The judgment of the Supreme Court of Missouri is therefore

Affirmed.

Van Devanter, J., Taft, Ch. J., and Butler, J., dissenting. 263 U.S.

MR. JUSTICE VAN DEVANTER, dissenting.

I am constrained to dissent from the opinion and judgment just announced.

National banks are corporate instrumentalities of the United States created under its laws for public purposes essentially national in character and scope. Their powers are derived from the United States, are to be exercised under its supervision and can be neither enlarged nor restricted by state laws. The decisions uniformly have been to this effect and have proceeded on principles which were settled a century ago in the days of the Bank of the United States.

In McCulloch v. Maryland, 4 Wheat. 316, where the status of that bank was drawn in question and elaborately discussed, this Court reached the conclusion that the Constitution invests the United States with authority to provide, independently of state laws, for the creation of banking institutions, and their maintenance at suitable points within the States, as a means of carrying into execution its fiscal and other powers. Chief Justice Marshall there dealt with the respective relations of the United States and the States to such an instrumentality in a very plain and convincing way. Among the other things, he said:

(p. 424) "After the most deliberate consideration, it is the unanimous and decided opinion of this court, that the act to incorporate the Bank of the United States is a law made in pursuance of the constitution, and is a part of the supreme law of the land."

(p. 427) "It is of the very essence of supremacy to remove all obstacles to its action within its own sphere, and so to modify every power vested in subordinate governments, as to exempt its operations from their influence.. This effect need not be stated in terms. It is so involved in the declaration of supremacy, so necessarily implied in it, that the expression of it could not make it more certain."

### DIRECTIVE:
Carry the dissenting opinion on national banks and state laws forward, starting after the last quoted passage from Chief Justice Marshall.

### PROVIDED RECORDS:

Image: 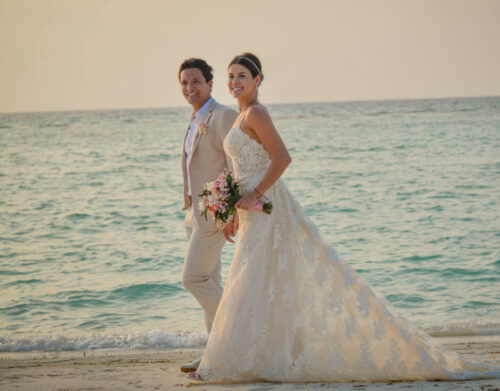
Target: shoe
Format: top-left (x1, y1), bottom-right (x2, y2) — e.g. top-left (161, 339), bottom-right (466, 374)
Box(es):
top-left (181, 357), bottom-right (201, 372)
top-left (188, 372), bottom-right (205, 381)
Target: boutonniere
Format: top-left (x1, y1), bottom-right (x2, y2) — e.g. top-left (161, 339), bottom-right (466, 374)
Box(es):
top-left (198, 122), bottom-right (207, 136)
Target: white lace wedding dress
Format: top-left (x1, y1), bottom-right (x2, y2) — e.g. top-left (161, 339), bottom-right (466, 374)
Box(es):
top-left (198, 127), bottom-right (499, 382)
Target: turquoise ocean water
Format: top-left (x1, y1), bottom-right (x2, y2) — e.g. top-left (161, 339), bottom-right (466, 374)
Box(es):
top-left (0, 97), bottom-right (500, 352)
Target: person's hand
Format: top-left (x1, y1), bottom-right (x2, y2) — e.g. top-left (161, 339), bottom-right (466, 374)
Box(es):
top-left (222, 219), bottom-right (238, 243)
top-left (234, 191), bottom-right (257, 210)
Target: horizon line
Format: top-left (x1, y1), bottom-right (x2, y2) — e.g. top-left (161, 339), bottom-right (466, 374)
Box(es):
top-left (0, 95), bottom-right (500, 115)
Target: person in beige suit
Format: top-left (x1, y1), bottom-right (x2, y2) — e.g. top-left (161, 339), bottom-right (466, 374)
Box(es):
top-left (179, 58), bottom-right (237, 372)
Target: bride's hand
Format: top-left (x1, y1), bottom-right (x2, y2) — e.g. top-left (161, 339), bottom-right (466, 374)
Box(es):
top-left (234, 191), bottom-right (257, 210)
top-left (222, 221), bottom-right (236, 243)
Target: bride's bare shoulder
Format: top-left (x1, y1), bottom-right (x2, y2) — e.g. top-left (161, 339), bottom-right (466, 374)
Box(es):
top-left (246, 103), bottom-right (271, 122)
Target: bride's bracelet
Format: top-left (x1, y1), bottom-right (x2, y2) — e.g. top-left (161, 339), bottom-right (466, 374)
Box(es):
top-left (253, 188), bottom-right (264, 198)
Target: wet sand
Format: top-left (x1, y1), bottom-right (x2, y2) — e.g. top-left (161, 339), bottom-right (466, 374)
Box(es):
top-left (0, 337), bottom-right (500, 391)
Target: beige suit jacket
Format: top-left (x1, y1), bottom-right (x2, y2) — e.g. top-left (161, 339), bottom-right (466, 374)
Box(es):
top-left (182, 99), bottom-right (238, 230)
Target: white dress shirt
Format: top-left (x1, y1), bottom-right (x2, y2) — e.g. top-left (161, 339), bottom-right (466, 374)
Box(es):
top-left (184, 97), bottom-right (213, 196)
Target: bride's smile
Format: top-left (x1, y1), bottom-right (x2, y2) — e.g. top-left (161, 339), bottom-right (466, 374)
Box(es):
top-left (228, 64), bottom-right (260, 99)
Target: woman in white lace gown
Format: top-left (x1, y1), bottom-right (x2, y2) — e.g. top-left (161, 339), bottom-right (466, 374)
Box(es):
top-left (192, 53), bottom-right (499, 382)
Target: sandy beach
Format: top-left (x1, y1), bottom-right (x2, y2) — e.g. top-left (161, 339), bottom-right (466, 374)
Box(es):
top-left (0, 337), bottom-right (500, 391)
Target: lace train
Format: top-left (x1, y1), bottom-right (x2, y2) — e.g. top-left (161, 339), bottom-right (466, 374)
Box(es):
top-left (198, 128), bottom-right (500, 382)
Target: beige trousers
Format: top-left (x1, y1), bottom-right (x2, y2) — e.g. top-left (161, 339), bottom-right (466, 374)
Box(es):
top-left (182, 207), bottom-right (225, 333)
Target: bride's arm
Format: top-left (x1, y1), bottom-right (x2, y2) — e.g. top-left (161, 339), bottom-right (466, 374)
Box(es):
top-left (236, 106), bottom-right (292, 209)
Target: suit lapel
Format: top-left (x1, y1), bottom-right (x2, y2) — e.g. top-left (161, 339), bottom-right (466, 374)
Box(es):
top-left (190, 99), bottom-right (217, 167)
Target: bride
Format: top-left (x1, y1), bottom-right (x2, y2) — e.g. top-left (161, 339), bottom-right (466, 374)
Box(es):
top-left (190, 53), bottom-right (500, 382)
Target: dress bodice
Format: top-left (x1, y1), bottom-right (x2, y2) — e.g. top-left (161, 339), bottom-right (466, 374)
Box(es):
top-left (224, 126), bottom-right (271, 191)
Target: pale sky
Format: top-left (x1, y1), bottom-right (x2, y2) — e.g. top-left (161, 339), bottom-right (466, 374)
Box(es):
top-left (0, 0), bottom-right (500, 112)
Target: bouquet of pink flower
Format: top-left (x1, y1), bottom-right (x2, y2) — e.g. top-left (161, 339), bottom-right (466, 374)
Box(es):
top-left (200, 170), bottom-right (273, 229)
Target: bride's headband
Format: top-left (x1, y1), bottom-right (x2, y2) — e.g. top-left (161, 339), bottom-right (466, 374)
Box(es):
top-left (236, 56), bottom-right (262, 77)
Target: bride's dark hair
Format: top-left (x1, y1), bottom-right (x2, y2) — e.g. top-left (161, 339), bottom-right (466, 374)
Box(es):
top-left (228, 52), bottom-right (264, 83)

### RESPONSE TO THIS TASK:
640

Van Devanter, J., Taft, Ch. J., and Butler, J., dissenting.

(p. 429) "The sovereignty of a State extends to everything which exists by its own authority, or is introduced by its permission; but does it extend to those means which are employed by Congress to carry into execution powers conferred on that body by the people of the United States? We think it demonstrable that it does not. Those powers are not given by the people of a single State. They are given by the people of the United States, to a government whose laws, made in pursuance of the constitution, are declared to be supreme."

In Osborn v. Bank of the United States, 9 Wheat. 738, there was drawn in question the validity of a state statute which, after reciting that the bank had been pursuing its operations contrary to a law of the State, provided that if the operations were continued the bank should be liable to specified exactions, called a tax. The statute was held invalid, the Court saying:

(pp. 860, 861) "The Bank is not considered as a private corporation, whose principal object is individual trade and individual profit; but as a public corporation, created for public and national purposes. That the mere business of banking is, in its own nature, a private business, and may be carried on by individuals or companies having no political connexion with the government, is admitted; but the Bank is not such an individual or company. It was not created for its own sake, or for private purposes It is an instrument which is 'necessary and proper' for carrying on the fiscal operations of government."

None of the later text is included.